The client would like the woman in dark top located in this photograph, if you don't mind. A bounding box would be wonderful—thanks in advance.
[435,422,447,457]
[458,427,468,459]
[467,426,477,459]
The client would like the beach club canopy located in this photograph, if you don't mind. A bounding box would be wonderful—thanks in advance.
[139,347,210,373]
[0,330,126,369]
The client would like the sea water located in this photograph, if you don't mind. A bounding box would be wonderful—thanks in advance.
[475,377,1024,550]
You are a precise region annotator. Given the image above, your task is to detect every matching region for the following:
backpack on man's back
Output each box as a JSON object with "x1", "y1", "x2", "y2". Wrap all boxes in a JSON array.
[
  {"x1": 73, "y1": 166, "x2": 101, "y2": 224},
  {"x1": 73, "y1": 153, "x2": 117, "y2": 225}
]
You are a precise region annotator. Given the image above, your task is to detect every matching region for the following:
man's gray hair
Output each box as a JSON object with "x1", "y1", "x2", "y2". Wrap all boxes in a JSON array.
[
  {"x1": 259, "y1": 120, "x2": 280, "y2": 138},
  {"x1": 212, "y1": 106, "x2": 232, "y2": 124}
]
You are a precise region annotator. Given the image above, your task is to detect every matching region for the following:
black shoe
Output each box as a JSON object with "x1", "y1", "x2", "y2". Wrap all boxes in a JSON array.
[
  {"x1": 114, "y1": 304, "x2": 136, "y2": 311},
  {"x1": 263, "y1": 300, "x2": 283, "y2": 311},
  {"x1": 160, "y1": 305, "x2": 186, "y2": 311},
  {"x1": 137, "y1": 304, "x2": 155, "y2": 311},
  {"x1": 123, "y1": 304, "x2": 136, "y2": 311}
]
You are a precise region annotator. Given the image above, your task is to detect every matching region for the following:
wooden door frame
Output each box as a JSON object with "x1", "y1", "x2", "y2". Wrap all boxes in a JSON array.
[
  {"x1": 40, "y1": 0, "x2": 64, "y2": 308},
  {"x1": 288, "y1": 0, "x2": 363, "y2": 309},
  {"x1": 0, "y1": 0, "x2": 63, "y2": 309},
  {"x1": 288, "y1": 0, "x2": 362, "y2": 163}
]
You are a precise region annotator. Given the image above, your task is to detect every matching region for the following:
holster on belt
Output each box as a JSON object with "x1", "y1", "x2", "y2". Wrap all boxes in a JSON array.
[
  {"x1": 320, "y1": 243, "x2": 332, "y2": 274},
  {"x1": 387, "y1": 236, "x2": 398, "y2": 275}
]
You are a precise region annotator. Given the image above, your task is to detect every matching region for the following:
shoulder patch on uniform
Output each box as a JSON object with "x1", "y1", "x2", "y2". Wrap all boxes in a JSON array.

▸ WHAT NEEDS TO BE DONE
Leaving no line out, return the data above verbatim.

▸ ANSWER AREA
The client would like the woman in dark top located in this photograph, if you don't mind. A bounding box would be wonderful—thanks in advance.
[435,422,447,457]
[458,427,468,459]
[467,426,477,459]
The client would like the beach club canopy located in this photograph, if you don't mind. A bounding box would be wonderful—thanks in advance.
[139,347,210,373]
[0,330,126,369]
The client would like the sea water located in this photograph, if you don't mind. A bounding box would be wonderful—thanks in advance.
[475,377,1024,550]
You are a precise region annotator. Given the image above, your task is to detect every matching region for the following:
backpack on man's back
Output each box as a JSON object with "x1", "y1", "x2", "y2". Wrap all boxes in a JSON array.
[
  {"x1": 73, "y1": 166, "x2": 101, "y2": 224},
  {"x1": 73, "y1": 153, "x2": 117, "y2": 225}
]
You are a precise region annotator. Given the image above, your task is to detect every matching region for the following:
man's gray hair
Output each box as a JSON object with "x1", "y1", "x2", "y2". Wrap all boxes in a JSON array.
[
  {"x1": 259, "y1": 120, "x2": 280, "y2": 138},
  {"x1": 212, "y1": 106, "x2": 232, "y2": 124}
]
You are a precise region annotator. Given the image above, your task is to detect every matching region for the following:
black shoe
Output each box as a JSON object with "x1", "y1", "x2", "y2". Wrap all boxes in a JSON array.
[
  {"x1": 114, "y1": 304, "x2": 136, "y2": 311},
  {"x1": 263, "y1": 300, "x2": 283, "y2": 311},
  {"x1": 160, "y1": 305, "x2": 186, "y2": 311},
  {"x1": 137, "y1": 304, "x2": 155, "y2": 311},
  {"x1": 123, "y1": 304, "x2": 136, "y2": 311}
]
You are a precise region annotator. Given the image above, your task is to detect every matching region for the following:
wooden door frame
Output each box as a JSON object with "x1", "y1", "x2", "y2". Wrap all boxes in a JSON array.
[
  {"x1": 40, "y1": 0, "x2": 64, "y2": 308},
  {"x1": 288, "y1": 0, "x2": 363, "y2": 309},
  {"x1": 0, "y1": 0, "x2": 63, "y2": 309},
  {"x1": 288, "y1": 0, "x2": 362, "y2": 163}
]
You are a precise region annotator. Given the image above, your task is to detect every matching region for the following:
holster on belt
Output each box as a JSON object with "x1", "y1", "x2", "y2". Wrap all boxes in a JSON array.
[
  {"x1": 320, "y1": 243, "x2": 332, "y2": 274},
  {"x1": 387, "y1": 236, "x2": 398, "y2": 275}
]
You are a precise region annotator. Given the image above, your task is to detect every matching region for the following:
shoulder patch on uniform
Output each box as a JSON object with "x1", "y1", "x2", "y2". Wrap all boxes in a JSON array.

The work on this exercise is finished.